Pointing dataset records:
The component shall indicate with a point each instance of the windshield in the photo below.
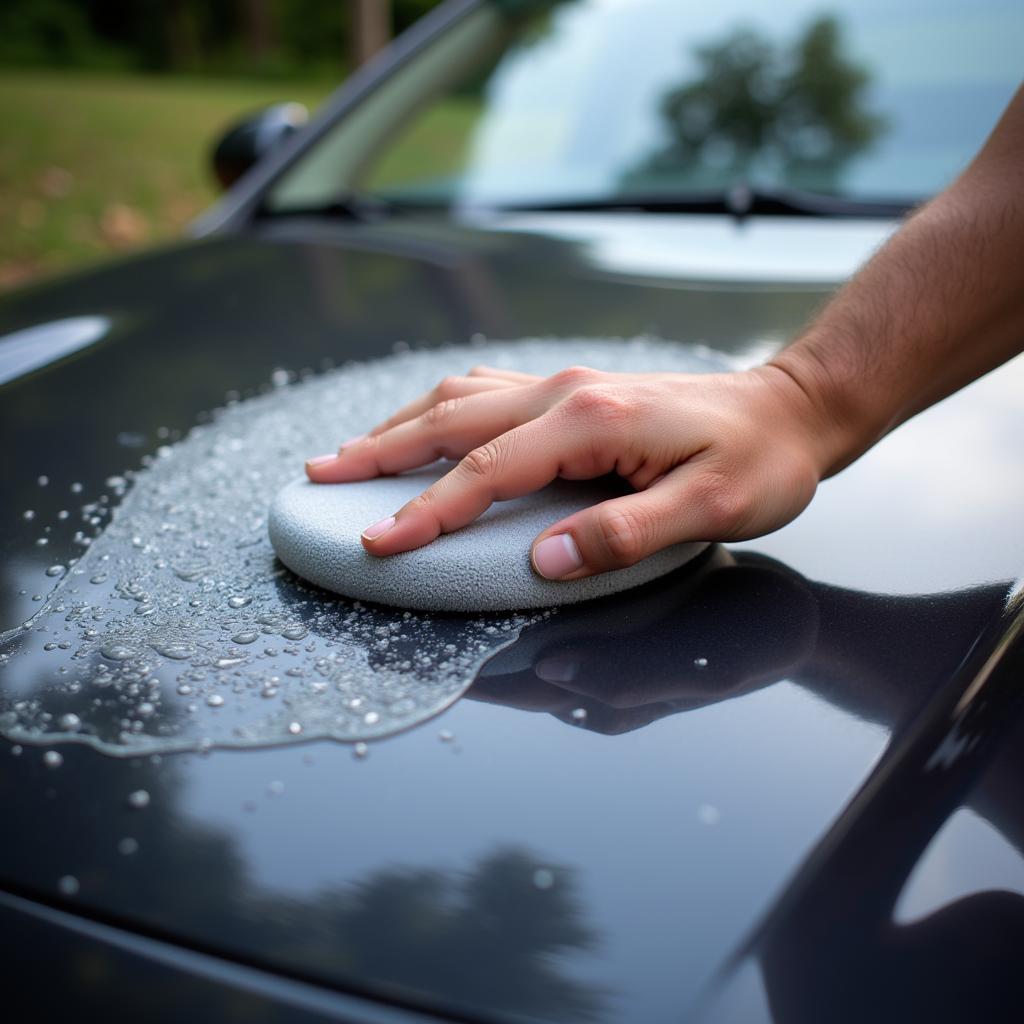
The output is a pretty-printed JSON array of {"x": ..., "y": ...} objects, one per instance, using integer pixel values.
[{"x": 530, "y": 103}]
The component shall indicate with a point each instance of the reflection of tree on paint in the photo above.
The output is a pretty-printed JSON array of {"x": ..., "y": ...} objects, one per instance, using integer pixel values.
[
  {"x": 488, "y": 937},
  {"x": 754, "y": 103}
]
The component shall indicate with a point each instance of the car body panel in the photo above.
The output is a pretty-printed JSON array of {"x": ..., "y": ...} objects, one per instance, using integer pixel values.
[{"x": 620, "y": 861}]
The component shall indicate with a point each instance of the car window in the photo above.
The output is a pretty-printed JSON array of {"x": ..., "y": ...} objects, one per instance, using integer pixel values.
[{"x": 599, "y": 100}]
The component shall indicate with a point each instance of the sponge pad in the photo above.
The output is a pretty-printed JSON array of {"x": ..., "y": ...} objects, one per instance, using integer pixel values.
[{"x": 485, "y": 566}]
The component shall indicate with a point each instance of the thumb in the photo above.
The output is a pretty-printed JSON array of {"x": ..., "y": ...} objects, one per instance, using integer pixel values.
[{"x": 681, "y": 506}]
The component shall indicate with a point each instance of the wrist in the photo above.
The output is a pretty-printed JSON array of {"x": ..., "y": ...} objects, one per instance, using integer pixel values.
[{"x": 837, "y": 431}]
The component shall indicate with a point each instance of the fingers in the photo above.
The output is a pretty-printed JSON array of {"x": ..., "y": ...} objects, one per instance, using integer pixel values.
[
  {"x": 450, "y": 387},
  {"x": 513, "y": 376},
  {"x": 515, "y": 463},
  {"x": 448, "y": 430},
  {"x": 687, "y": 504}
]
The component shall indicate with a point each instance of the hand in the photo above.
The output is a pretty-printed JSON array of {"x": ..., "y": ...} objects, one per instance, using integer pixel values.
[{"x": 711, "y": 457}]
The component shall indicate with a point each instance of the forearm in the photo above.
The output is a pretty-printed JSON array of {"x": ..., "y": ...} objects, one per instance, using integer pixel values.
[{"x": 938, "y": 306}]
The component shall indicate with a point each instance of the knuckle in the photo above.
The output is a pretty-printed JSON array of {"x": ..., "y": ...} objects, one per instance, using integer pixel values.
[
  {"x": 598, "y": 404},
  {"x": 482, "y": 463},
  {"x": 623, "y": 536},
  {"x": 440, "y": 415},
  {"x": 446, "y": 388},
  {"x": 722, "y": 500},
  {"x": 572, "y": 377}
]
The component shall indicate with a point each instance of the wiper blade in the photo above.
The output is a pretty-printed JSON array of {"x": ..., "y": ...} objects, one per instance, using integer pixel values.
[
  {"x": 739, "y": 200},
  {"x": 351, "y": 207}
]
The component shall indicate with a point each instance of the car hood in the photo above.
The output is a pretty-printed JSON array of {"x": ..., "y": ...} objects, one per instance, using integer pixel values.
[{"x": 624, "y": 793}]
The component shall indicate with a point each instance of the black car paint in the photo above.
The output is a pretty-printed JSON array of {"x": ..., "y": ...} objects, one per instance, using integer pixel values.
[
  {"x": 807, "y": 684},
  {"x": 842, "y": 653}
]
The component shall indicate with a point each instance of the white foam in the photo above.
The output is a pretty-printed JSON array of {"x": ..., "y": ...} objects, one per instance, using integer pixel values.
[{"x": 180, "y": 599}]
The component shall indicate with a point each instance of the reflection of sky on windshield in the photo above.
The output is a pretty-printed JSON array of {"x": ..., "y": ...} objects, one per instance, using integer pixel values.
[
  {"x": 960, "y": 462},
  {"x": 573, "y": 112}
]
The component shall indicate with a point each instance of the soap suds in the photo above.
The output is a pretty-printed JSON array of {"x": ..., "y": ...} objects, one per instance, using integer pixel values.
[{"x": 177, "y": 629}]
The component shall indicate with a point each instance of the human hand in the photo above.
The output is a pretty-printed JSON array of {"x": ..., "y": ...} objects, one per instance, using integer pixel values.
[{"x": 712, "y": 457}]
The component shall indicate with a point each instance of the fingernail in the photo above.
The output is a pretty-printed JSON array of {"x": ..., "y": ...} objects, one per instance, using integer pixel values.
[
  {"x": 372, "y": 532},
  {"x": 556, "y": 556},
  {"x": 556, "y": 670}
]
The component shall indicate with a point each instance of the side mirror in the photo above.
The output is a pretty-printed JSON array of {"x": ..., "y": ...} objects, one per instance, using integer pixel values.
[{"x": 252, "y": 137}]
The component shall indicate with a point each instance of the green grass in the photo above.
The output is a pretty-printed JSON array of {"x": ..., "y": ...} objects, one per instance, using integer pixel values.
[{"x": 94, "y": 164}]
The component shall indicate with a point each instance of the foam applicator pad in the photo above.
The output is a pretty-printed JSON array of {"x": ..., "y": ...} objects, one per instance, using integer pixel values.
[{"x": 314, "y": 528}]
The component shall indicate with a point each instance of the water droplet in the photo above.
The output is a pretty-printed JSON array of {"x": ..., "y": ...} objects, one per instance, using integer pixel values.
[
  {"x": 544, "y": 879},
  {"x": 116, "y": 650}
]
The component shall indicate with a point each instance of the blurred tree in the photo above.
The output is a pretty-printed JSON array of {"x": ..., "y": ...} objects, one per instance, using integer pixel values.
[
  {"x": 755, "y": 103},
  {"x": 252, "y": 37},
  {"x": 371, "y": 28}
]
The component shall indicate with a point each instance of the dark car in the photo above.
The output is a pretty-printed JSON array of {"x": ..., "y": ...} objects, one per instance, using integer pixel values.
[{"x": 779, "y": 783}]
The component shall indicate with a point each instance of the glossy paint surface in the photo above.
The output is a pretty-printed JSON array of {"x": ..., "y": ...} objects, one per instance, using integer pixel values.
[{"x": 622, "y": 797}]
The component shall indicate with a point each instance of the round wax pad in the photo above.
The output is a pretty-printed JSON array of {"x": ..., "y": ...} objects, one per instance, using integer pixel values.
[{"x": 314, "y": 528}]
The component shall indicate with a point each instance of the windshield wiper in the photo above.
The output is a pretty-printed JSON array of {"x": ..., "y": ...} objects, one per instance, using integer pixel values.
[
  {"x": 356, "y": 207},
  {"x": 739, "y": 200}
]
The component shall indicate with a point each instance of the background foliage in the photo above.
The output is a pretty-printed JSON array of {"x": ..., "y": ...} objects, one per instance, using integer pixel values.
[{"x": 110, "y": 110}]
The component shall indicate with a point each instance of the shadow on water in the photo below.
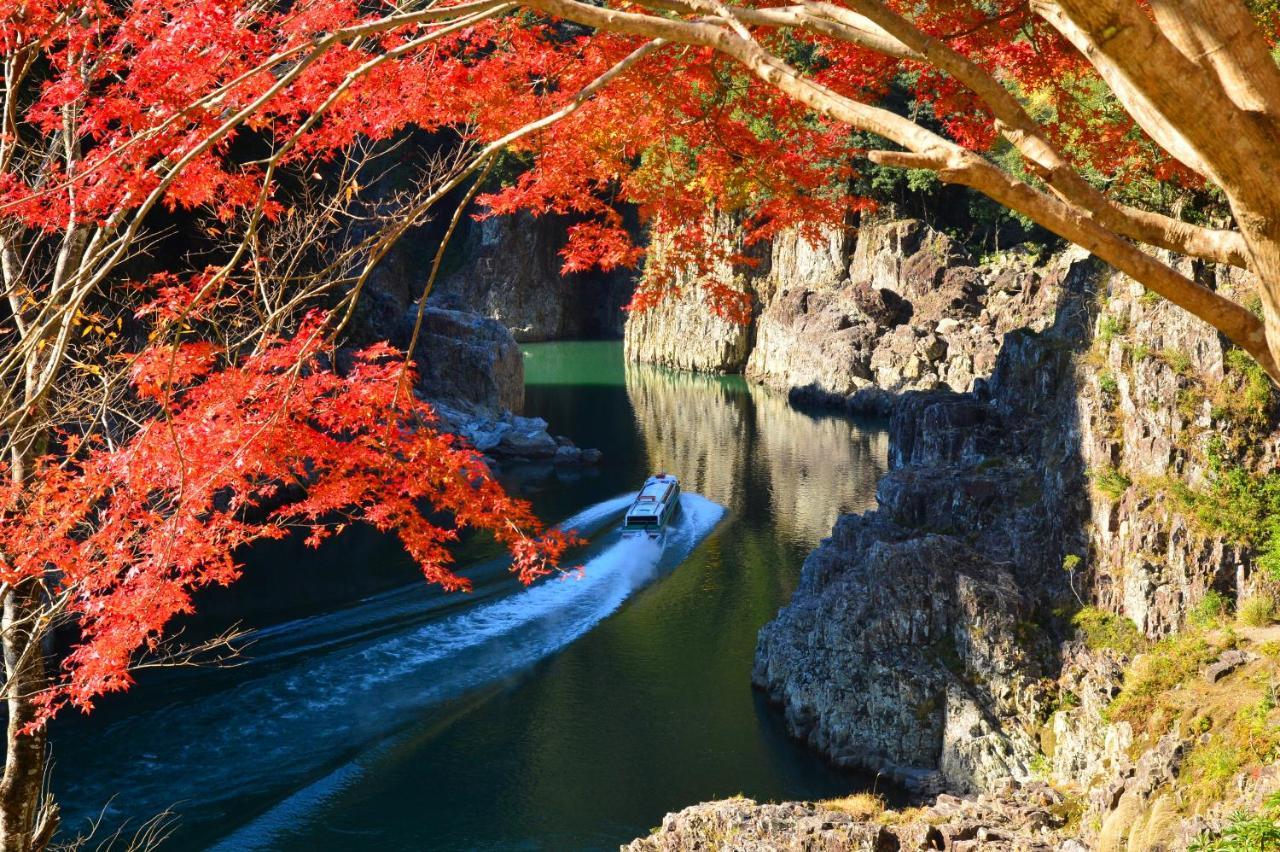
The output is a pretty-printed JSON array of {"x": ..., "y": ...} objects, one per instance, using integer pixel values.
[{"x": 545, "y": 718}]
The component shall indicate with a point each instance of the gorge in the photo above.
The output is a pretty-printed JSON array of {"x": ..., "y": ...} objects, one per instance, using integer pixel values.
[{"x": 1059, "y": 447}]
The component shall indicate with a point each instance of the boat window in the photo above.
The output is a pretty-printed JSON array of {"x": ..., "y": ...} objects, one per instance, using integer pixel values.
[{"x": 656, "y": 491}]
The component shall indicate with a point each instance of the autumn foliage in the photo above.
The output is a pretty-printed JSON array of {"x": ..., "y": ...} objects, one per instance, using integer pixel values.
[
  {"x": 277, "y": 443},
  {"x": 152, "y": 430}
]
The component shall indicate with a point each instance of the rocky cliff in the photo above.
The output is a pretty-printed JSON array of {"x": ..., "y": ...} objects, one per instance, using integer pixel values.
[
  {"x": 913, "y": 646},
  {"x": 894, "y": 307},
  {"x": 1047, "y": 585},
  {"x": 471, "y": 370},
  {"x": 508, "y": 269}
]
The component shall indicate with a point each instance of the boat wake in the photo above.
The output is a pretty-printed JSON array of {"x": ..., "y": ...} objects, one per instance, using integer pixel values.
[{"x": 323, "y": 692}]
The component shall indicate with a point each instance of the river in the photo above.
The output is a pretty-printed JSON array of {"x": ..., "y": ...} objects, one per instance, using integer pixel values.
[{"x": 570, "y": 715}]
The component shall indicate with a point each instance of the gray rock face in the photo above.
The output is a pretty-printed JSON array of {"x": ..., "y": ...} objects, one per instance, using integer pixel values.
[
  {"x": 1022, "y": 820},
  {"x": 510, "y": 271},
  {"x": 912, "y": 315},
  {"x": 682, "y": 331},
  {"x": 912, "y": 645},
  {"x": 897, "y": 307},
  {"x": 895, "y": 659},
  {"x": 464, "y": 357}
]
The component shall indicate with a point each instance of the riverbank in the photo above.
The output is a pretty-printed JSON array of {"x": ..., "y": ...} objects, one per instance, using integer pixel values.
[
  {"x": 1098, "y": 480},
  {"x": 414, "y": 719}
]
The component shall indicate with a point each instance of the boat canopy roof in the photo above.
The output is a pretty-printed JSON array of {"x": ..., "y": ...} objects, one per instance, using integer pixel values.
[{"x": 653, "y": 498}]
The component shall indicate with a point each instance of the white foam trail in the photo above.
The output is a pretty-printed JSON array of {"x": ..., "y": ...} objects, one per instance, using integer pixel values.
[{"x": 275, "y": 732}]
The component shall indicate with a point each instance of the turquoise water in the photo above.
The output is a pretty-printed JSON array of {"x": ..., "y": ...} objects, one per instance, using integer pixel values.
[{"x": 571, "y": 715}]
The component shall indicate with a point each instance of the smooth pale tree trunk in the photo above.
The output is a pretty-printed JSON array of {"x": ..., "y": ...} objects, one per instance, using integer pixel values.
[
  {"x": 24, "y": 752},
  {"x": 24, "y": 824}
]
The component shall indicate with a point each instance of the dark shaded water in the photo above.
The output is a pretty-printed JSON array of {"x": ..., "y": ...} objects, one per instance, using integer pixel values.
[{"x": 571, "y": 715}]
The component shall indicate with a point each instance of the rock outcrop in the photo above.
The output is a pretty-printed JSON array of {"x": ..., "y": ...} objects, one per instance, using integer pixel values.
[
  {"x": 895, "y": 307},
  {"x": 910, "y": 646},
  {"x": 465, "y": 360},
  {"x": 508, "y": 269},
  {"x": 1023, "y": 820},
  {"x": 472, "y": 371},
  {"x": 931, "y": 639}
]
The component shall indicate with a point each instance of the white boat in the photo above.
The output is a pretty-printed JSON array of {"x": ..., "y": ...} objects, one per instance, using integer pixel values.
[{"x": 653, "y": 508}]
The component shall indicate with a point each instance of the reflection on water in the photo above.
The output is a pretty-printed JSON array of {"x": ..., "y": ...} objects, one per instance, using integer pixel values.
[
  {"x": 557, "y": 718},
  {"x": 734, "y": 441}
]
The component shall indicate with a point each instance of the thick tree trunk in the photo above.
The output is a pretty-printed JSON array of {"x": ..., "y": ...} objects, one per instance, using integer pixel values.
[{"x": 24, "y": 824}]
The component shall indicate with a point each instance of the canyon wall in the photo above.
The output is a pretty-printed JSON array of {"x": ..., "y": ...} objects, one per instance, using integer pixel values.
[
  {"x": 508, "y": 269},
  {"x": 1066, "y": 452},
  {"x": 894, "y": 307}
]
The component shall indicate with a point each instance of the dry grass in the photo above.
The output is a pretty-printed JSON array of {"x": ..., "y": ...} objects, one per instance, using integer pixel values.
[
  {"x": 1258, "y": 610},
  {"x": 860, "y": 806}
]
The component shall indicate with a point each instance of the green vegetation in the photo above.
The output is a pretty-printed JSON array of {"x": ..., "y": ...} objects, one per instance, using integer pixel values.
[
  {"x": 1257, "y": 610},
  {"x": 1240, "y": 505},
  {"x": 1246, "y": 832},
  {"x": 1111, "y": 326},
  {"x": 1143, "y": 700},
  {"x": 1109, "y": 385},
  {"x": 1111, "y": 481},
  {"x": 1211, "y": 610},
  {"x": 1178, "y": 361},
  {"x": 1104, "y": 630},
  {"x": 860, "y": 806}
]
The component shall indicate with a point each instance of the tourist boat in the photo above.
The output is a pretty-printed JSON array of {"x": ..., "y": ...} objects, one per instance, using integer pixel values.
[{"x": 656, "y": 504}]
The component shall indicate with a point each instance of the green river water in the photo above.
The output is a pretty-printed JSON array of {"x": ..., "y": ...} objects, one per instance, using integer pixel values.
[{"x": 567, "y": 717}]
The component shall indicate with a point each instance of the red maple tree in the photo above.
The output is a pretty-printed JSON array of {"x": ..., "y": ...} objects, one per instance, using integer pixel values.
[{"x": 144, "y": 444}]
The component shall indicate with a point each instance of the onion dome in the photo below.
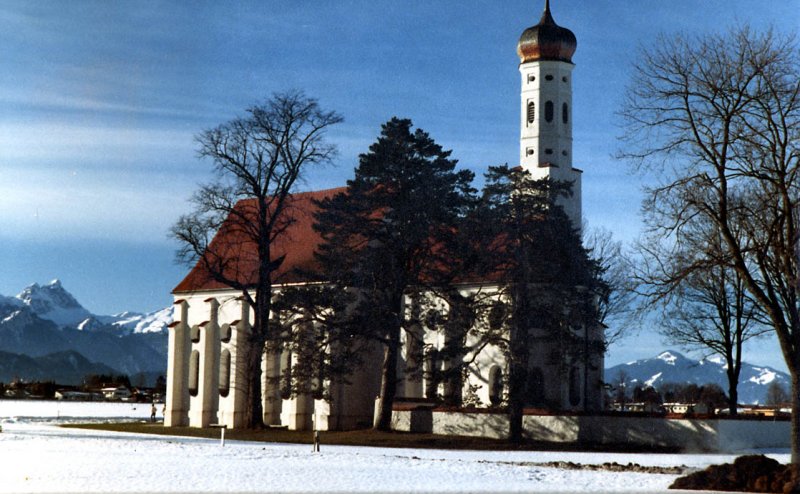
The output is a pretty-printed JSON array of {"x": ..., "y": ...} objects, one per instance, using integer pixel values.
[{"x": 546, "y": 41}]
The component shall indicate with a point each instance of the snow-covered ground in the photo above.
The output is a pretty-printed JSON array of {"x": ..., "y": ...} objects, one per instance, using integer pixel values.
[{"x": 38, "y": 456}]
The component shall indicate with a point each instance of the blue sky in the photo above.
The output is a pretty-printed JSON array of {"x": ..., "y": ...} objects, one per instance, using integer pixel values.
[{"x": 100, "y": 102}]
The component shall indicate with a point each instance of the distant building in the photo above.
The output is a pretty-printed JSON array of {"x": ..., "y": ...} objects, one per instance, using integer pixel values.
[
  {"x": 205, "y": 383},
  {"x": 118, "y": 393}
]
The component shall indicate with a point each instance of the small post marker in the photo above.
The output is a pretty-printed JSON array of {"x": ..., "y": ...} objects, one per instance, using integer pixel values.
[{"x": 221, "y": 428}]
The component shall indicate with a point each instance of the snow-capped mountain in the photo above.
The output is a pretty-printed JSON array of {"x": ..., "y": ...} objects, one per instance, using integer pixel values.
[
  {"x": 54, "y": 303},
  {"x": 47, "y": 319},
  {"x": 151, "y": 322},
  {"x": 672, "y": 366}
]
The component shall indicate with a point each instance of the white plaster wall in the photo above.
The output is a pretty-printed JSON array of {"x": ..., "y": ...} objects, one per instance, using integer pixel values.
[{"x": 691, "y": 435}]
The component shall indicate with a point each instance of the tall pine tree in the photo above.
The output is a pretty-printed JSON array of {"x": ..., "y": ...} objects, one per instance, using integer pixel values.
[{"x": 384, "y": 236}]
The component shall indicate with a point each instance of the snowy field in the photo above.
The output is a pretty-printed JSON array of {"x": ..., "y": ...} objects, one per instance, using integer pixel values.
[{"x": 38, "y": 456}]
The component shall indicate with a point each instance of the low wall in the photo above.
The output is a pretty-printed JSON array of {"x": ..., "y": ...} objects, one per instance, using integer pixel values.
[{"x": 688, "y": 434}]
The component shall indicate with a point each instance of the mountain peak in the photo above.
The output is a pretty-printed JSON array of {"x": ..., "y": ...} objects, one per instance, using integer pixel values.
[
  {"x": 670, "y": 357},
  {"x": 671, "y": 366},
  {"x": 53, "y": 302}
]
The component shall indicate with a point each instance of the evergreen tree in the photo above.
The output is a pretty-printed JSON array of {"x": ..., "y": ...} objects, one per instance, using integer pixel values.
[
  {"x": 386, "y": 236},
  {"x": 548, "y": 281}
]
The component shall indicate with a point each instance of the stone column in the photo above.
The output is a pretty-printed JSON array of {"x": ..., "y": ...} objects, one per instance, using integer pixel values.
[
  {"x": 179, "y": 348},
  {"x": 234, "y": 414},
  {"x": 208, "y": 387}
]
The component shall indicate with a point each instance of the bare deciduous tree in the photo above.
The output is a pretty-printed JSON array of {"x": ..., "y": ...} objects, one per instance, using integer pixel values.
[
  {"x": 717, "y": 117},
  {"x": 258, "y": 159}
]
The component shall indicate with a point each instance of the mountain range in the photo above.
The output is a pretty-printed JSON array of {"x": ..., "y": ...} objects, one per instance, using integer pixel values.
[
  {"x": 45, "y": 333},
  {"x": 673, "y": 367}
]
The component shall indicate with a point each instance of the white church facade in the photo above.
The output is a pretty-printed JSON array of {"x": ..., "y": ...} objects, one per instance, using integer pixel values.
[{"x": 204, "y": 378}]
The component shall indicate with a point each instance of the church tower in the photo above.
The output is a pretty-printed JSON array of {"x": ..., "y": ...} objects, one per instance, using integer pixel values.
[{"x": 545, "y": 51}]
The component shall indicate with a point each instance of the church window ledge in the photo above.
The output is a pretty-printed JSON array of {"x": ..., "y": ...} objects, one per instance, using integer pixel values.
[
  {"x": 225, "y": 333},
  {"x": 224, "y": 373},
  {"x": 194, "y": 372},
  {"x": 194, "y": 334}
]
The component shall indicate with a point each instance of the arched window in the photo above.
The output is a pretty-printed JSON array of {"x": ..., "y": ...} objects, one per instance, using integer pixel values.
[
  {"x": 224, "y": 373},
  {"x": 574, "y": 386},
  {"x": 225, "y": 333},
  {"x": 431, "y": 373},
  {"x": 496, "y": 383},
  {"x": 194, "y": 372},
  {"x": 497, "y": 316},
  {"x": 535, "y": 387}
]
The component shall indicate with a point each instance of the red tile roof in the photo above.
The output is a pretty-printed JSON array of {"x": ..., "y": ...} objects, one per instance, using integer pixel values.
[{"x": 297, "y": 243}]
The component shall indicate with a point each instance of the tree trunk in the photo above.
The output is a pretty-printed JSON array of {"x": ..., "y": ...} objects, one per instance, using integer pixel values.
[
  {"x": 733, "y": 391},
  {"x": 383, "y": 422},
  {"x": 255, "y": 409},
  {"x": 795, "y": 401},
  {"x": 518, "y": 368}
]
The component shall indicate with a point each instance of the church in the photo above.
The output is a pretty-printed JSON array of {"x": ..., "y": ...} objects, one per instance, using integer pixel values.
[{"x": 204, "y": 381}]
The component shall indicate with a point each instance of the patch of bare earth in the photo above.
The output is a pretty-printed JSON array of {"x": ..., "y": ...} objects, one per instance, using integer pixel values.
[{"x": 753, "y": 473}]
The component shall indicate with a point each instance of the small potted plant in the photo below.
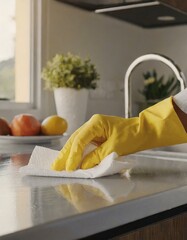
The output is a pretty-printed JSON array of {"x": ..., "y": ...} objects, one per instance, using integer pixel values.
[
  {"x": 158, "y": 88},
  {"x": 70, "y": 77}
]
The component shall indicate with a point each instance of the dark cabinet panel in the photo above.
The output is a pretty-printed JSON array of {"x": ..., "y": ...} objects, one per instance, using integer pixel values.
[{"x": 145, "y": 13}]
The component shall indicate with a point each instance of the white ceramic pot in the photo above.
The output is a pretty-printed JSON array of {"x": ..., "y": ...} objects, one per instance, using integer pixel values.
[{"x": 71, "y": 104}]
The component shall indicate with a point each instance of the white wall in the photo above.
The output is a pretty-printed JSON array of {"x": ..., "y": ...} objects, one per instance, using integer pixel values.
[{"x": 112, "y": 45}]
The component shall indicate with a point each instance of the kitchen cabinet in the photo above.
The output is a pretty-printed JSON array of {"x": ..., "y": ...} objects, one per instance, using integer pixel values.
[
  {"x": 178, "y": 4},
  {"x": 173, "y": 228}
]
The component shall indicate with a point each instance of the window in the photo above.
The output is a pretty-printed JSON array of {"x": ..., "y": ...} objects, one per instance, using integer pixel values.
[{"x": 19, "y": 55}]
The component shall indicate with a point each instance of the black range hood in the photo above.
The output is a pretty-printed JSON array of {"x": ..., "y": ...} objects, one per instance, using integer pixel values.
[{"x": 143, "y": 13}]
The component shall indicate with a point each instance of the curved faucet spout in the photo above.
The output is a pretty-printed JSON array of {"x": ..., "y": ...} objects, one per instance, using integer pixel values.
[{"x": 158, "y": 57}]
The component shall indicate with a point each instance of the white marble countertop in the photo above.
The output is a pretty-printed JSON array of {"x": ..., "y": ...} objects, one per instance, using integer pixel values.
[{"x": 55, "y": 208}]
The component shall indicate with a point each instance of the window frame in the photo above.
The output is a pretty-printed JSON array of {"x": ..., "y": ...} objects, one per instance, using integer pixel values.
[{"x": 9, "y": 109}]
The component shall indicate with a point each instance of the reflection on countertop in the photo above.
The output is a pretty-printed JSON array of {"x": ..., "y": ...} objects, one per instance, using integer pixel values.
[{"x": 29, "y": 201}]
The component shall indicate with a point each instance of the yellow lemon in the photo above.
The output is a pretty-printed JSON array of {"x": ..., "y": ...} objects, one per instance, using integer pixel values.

> [REQUIRED WORK]:
Exactly as written, give again every line from the one containing "spout in the photo above." through the last line of the material above, and no other lines.

> [THE RESPONSE]:
The component shall indicate with a point each instance of the curved faucet spout in the photo above.
The output is a pretty-printed JSON array of {"x": ..., "y": ...} objects, one per instance, using integer pixel values.
[{"x": 158, "y": 57}]
The component shall indicate with a point each instance of the white marble countertop in the photo above.
The output is a pretty-printed JSON array of {"x": ..., "y": ...} objects, one per instance, using integer pixel values.
[{"x": 55, "y": 208}]
The component shall indicate with a point each instance of the window frame in the photo above.
The output is a pretty-printed JSON array of {"x": ..., "y": ...} objects, one per instance, using integer pixel values.
[{"x": 9, "y": 109}]
The component shall indicate with a point each instance of the reflection on countertop in the photo above.
The output is a pretty-printed JSON array of {"x": ..., "y": ...} objects, one per instance, using integer pixel values.
[{"x": 29, "y": 201}]
The component shall indicate with a point each instance of the yellow lemon in the photo above.
The output is a pretty-printed JSON array of {"x": ..., "y": ...} objects, one per instance, using integer pixel values.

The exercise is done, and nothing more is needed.